::: Text segment :::

Change in brain oscillations as a mechanism of mindfulness-meditation, cognitive therapy, and mindfulness-based cognitive therapy for chronic low back pain

Author: Melissa A Day1,2, Natasha Matthews1, Jason B Mattingley1,3, Dawn M Ehde1, Aaron P Turner2,4, Rhonda M Williams2,4, Mark P Jensen2
Affiliation: <sup>1</sup> School of Psychology,University of Queensland, Brisbane, QLD, Australia. <sup>2</sup> Department of Rehabilitation Medicine, University of Washington, Seattle, WA, USA. <sup>3</sup> Queensland Brain Institute, The University of Queensland, Brisbane, Queensland, Australia. <sup>4</sup> VA Puget Sound Health Care System, Seattle, WA.

:::

## Problem requirements
Extend the article heading on brain oscillations as a mechanism of treatments for chronic low back pain, beginning immediately after its final affiliation line.

::: Excerpted records :::

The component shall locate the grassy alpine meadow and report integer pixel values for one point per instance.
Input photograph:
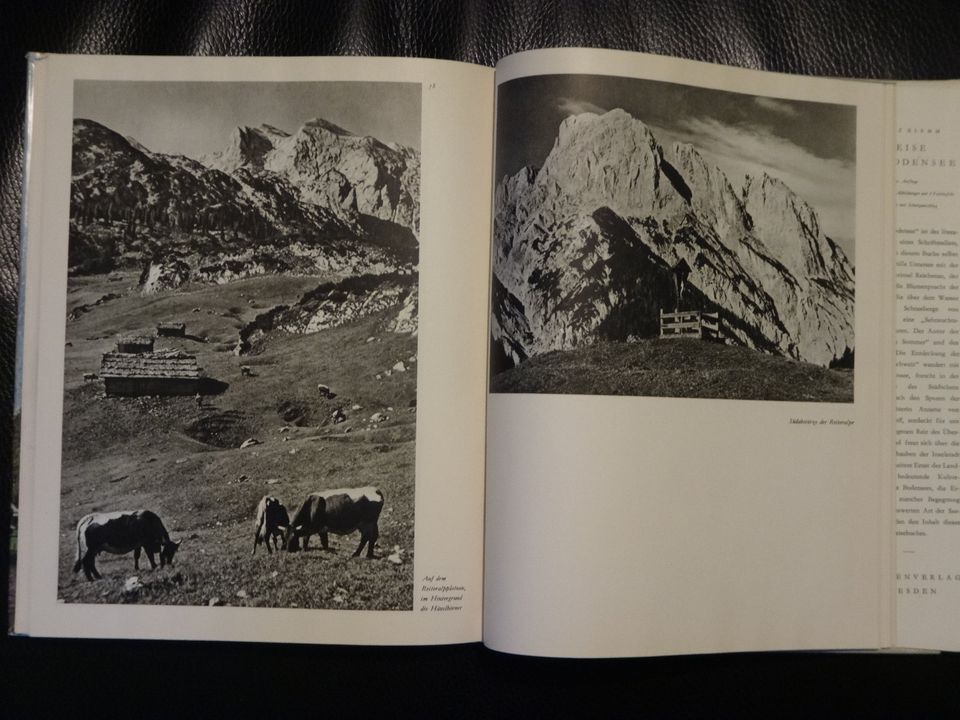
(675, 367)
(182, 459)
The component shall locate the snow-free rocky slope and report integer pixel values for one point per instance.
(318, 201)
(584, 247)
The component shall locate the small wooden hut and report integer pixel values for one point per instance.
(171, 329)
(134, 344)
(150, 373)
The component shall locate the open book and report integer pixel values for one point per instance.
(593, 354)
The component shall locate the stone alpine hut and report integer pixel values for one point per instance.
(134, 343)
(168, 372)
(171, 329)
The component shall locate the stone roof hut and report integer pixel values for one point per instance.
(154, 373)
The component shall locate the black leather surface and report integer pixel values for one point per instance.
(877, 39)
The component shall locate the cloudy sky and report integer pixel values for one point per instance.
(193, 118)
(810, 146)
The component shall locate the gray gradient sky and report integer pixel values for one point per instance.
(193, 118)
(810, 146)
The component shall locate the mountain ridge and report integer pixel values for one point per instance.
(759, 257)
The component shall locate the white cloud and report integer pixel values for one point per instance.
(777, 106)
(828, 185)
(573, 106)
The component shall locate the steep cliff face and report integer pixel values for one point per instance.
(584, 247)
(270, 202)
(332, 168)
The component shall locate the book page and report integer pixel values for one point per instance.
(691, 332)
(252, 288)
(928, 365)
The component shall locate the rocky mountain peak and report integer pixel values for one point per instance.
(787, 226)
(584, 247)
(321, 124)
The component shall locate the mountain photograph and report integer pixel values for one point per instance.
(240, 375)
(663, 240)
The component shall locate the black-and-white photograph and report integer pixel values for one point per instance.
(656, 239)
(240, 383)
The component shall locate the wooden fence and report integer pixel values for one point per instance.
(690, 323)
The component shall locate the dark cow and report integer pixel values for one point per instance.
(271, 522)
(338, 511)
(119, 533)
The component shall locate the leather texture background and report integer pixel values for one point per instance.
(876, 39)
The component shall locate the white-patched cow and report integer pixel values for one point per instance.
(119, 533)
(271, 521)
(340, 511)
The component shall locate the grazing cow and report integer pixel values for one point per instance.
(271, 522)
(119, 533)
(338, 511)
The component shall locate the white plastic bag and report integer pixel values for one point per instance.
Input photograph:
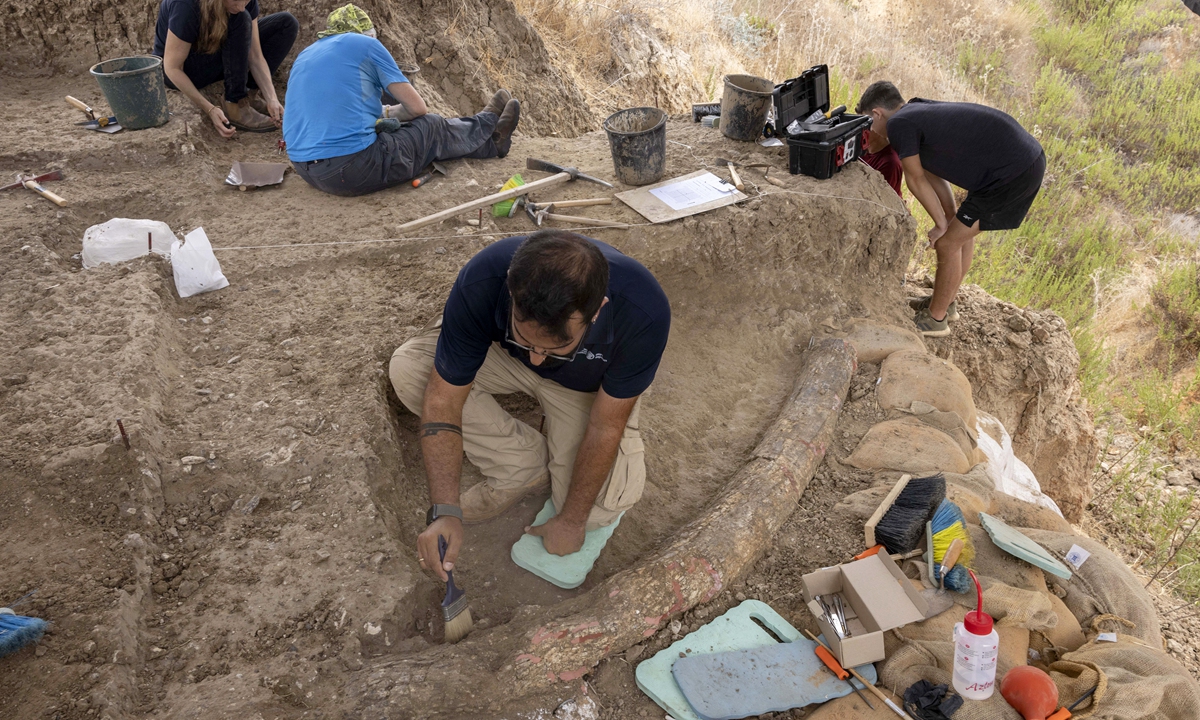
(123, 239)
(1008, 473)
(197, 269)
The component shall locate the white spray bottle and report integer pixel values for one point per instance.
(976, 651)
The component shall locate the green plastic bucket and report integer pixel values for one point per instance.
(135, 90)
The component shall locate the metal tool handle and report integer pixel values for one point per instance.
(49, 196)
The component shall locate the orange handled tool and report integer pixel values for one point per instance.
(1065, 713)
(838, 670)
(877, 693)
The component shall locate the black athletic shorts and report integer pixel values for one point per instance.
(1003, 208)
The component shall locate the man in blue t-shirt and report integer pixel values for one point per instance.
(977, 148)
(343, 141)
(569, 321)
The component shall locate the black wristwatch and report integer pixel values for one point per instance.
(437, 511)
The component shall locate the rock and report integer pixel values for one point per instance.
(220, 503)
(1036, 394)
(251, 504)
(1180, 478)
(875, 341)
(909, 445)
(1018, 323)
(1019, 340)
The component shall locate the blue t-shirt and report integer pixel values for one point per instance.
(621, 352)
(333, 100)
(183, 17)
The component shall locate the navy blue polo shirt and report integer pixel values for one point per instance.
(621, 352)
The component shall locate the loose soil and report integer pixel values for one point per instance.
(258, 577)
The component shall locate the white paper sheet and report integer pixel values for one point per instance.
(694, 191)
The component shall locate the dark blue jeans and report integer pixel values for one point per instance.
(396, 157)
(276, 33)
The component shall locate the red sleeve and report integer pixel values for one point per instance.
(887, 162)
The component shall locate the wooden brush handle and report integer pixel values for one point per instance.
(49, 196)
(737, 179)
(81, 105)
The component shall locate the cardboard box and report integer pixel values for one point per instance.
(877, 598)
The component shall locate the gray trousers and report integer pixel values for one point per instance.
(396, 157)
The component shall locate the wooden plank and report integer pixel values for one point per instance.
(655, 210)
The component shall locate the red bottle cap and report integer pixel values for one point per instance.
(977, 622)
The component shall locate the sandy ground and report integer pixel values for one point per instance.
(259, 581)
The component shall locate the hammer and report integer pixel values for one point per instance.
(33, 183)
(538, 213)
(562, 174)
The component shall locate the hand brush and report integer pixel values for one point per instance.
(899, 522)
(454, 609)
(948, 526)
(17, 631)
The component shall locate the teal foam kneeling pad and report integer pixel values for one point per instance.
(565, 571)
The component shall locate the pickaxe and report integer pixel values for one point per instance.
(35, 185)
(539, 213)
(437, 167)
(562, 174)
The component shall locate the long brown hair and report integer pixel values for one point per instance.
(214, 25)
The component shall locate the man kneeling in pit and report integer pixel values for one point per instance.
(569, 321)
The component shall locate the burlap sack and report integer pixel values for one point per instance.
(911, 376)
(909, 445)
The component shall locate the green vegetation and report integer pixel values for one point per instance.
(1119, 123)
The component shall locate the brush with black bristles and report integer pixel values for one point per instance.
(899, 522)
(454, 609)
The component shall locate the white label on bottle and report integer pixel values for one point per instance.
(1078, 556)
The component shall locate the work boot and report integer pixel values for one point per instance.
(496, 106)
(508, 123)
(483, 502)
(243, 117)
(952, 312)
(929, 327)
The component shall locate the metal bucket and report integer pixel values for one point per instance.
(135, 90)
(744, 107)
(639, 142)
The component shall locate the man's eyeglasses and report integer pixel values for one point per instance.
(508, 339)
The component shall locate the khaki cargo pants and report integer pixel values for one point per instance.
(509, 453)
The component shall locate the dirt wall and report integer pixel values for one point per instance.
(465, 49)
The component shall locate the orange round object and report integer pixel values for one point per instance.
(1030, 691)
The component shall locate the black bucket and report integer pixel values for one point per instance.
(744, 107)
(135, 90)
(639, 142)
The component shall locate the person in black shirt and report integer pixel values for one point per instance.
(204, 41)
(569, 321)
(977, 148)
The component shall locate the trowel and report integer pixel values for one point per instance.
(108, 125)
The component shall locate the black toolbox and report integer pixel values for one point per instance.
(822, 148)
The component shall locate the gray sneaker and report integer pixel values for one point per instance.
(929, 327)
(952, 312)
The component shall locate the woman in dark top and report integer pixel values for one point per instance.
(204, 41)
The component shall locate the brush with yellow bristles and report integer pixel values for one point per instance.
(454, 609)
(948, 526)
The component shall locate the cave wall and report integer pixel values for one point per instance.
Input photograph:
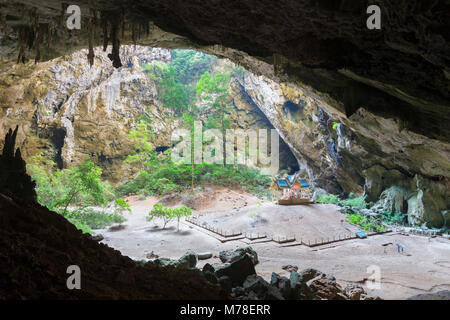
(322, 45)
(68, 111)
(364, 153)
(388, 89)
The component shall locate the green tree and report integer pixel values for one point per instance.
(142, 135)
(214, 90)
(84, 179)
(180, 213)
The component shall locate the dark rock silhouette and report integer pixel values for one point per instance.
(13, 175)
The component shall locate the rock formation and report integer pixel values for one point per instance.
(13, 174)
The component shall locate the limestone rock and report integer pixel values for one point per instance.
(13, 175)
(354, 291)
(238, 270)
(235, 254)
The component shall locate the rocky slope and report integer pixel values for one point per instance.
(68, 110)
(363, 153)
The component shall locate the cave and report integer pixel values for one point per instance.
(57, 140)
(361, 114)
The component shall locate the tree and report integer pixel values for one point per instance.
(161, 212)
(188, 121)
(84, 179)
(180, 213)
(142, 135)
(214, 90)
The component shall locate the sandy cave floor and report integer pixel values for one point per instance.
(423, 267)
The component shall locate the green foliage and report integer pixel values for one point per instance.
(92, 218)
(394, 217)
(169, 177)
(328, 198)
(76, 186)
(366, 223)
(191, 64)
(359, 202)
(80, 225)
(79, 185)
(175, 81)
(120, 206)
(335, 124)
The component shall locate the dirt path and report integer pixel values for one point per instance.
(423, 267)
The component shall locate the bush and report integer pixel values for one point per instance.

:::

## Result for this exercise
Conference/Journal: Pain Med
Date published: 2021 Feb 9
Other: Special Notes: doi: 10.1093/pm/pnab049. , Word Count: 268

Psychological treatments for chronic low back pain (CLBP) are effective. However, limited research has investigated their neurophysiological mechanisms. This study examined electroencephalography- (EEG-) assessed brain oscillation changes as potential mechanisms of cognitive therapy (CT), mindfulness-meditation (MM), and mindfulness-based cognitive therapy (MBCT) for CLBP. The a priori bandwidths of interest were changes in theta, alpha and beta power, measured at pre- and post-treatment.

A secondary analysis of a clinical trial.

University of Queensland Psychology Clinic.

Adults (N = 57) with CLBP who completed pre- and post-treatment EEG and pain outcome assessments.

EEG data were examined for five regions of interest (ROIs); the primary outcome was pain intensity.

A significant reduction in theta (p=.015) and alpha (p=.006) power in the left frontal ROI across all treatments was found, although change in theta and alpha power in this region was not differentially associated with outcome across treatments. There were significant reductions in beta power in all five ROIs across all treatments (ps≤.013). Beta power reduction in the central ROI showed a significant association with reduced pain intensity in MBCT only (p=.028). Changes in other regions were not statistically significant.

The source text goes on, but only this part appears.